Excerpt provided
— Start —

Collect logs in Kubernetes with the OpenTelemetry Collector
In Kubernetes, when applications log to stdout, the logs are collected by the Kubernetes API server and stored as files on the node running the application. It is recommended to run a log collector on each node to collect these logs and send them to a centralized log storage. In this guide we will show you how to use the Collector to collect the logs from the node.
Kubernetes Logging
In general, Kubernetes stores the logs in /var/log/pods/<namespace>_<pod_name>_<pod_id>/<container_name>/<run_id>.log
. We will use the filelog receiver in the Collector to collect the logs from this directory. The Collector needs to run as daemonset to be able to collect the logs from the nodes. The format in which the logs are stored is dependent on the container runtime being used. For example, if the runtime is containerd
, the format is ^(?P<time>[^ ^Z]+Z) (?P<stream>stdout|stderr) (?P<logtag>[^ ]*) ?(?P<log>.*)$
.
Configure the Collector
The different formats are confusing and not trivial to navigate. Hence we recommend using the following config for the filelog receiver. It will automatically detect the format and parse the logs accordingly.
receivers:
filelog:
include:
- /var/log/pods/*/*/*.log
include_file_name: false
include_file_path: true
operators:
- id: get-format
routes:
- expr: body matches "^\\{"
output: parser-docker
- expr: body matches "^[^ Z]+ "
output: parser-crio
- expr: body matches "^[^ Z]+Z"

— End —

Dataset rows
— Start —

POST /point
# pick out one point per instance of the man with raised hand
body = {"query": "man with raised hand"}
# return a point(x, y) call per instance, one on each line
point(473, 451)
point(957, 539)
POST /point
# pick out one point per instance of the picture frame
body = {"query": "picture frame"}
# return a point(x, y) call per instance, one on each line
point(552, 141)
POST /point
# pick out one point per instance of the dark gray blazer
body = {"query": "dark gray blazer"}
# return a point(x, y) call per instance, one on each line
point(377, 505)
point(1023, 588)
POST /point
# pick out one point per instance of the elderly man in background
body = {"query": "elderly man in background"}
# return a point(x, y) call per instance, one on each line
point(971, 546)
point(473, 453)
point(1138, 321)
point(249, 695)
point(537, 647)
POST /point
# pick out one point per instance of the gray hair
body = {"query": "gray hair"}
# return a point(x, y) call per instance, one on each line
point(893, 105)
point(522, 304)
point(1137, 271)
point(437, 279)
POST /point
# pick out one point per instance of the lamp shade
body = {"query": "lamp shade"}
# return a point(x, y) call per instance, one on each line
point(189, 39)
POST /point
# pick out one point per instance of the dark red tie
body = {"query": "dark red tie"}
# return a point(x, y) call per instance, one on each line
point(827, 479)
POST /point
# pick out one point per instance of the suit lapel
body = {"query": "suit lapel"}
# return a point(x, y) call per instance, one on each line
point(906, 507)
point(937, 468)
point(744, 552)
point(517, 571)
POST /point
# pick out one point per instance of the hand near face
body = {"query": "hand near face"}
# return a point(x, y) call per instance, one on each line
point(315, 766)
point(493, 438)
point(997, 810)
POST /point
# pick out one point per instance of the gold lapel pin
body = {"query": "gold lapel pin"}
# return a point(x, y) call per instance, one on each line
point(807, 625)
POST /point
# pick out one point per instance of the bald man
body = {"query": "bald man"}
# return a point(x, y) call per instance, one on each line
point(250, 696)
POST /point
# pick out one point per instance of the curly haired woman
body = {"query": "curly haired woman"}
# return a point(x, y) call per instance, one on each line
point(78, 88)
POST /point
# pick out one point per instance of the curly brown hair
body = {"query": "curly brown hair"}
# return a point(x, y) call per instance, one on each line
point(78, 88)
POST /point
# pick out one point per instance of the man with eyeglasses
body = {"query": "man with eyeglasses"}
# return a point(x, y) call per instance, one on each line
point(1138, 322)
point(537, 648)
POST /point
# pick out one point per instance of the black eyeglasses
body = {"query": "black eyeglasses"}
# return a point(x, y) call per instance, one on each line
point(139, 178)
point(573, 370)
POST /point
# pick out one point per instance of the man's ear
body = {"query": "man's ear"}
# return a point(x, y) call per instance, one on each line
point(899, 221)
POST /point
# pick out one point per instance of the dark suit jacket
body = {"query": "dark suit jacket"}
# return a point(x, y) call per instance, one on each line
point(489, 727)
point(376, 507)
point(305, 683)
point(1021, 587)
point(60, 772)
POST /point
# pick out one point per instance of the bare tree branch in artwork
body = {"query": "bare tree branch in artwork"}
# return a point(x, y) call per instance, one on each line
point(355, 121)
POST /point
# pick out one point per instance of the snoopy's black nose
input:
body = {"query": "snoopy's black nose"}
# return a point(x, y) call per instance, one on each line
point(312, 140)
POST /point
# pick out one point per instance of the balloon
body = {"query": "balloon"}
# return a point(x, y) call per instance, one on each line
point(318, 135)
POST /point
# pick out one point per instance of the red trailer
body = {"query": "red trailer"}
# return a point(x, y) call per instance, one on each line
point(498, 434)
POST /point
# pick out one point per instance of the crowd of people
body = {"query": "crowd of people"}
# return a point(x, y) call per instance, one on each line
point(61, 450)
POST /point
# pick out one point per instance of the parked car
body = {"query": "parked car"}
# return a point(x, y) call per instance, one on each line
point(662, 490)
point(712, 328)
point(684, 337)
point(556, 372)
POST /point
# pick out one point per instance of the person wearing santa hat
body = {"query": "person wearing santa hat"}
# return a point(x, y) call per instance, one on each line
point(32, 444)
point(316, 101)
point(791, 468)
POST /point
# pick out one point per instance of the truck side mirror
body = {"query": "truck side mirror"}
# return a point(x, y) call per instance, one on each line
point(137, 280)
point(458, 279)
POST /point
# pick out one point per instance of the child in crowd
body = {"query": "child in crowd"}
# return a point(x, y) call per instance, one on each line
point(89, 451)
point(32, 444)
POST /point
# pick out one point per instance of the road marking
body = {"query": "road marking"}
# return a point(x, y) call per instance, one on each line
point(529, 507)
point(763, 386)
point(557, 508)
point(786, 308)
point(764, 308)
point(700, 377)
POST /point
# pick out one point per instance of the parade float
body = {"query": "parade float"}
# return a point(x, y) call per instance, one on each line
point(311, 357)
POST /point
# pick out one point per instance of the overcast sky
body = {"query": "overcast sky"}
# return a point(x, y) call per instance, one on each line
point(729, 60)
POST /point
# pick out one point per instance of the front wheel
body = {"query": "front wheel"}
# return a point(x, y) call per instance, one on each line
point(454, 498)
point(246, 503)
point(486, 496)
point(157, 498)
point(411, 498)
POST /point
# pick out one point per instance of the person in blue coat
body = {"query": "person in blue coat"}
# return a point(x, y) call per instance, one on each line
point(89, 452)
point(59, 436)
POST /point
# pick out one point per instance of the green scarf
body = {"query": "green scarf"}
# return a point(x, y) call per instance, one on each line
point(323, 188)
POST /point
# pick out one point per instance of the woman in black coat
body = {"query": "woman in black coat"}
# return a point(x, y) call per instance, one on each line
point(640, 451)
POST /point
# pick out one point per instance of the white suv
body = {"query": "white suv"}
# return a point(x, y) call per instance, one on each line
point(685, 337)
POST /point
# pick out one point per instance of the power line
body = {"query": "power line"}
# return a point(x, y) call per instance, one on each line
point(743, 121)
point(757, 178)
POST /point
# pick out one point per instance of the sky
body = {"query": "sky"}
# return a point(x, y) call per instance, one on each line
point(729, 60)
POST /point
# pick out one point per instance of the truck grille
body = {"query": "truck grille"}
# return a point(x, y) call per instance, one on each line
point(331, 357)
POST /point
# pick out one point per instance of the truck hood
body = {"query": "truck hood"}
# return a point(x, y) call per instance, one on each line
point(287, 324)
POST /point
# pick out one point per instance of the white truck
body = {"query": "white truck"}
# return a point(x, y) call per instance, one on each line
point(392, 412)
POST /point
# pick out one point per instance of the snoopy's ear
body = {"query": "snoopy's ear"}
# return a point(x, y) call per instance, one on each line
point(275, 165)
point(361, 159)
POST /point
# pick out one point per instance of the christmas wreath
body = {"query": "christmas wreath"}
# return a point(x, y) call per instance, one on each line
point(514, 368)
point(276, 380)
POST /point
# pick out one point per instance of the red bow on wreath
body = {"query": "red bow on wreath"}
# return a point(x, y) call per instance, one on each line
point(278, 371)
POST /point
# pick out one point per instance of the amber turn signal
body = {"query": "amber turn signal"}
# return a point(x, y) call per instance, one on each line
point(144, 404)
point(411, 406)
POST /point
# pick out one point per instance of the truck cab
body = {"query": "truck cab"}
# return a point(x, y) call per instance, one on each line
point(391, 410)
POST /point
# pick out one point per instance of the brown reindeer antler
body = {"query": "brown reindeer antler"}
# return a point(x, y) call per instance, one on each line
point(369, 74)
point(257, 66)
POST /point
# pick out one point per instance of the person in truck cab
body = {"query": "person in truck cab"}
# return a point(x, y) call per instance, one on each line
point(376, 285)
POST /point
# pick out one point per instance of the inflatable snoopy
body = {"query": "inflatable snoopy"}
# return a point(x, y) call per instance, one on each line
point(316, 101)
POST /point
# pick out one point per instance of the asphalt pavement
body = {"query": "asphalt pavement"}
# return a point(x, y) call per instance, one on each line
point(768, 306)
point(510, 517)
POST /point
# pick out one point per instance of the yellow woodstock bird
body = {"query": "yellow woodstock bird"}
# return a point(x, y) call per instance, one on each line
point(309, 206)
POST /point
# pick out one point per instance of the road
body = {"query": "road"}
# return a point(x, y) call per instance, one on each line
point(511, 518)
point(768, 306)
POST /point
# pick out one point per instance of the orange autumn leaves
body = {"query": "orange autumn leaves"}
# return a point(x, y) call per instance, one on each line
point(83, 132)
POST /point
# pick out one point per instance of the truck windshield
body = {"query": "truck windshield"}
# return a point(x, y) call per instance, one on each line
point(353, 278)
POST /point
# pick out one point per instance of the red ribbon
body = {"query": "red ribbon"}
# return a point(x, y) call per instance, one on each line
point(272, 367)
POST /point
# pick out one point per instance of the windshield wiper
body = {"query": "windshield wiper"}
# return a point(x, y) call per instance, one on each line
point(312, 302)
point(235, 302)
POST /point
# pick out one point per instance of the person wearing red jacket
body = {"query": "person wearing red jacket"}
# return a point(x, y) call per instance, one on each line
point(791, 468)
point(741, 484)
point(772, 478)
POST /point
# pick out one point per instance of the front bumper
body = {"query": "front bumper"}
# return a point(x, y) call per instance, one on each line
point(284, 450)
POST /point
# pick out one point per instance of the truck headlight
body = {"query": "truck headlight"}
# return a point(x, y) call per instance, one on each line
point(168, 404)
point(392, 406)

— End —

Tasks to carry out
**A.** From the Kubernetes logging guide, transcribe the passage between "Kubernetes Logging" and "the logs accordingly.", inclusive.
**B.** List the names of the named capture groups in the log format that the Kubernetes logging guide gives for the containerd runtime.
**C.** According to the Kubernetes logging guide, how must the Collector run to be able to collect logs from the nodes?

Expected responses
**A.**
Kubernetes Logging
In general, Kubernetes stores the logs in /var/log/pods/<namespace>_<pod_name>_<pod_id>/<container_name>/<run_id>.log
. We will use the filelog receiver in the Collector to collect the logs from this directory. The Collector needs to run as daemonset to be able to collect the logs from the nodes. The format in which the logs are stored is dependent on the container runtime being used. For example, if the runtime is containerd
, the format is ^(?P<time>[^ ^Z]+Z) (?P<stream>stdout|stderr) (?P<logtag>[^ ]*) ?(?P<log>.*)$
.
Configure the Collector
The different formats are confusing and not trivial to navigate. Hence we recommend using the following config for the filelog receiver. It will automatically detect the format and parse the logs accordingly.

**B.**
time
stream
logtag
log

**C.** It must run as a daemonset.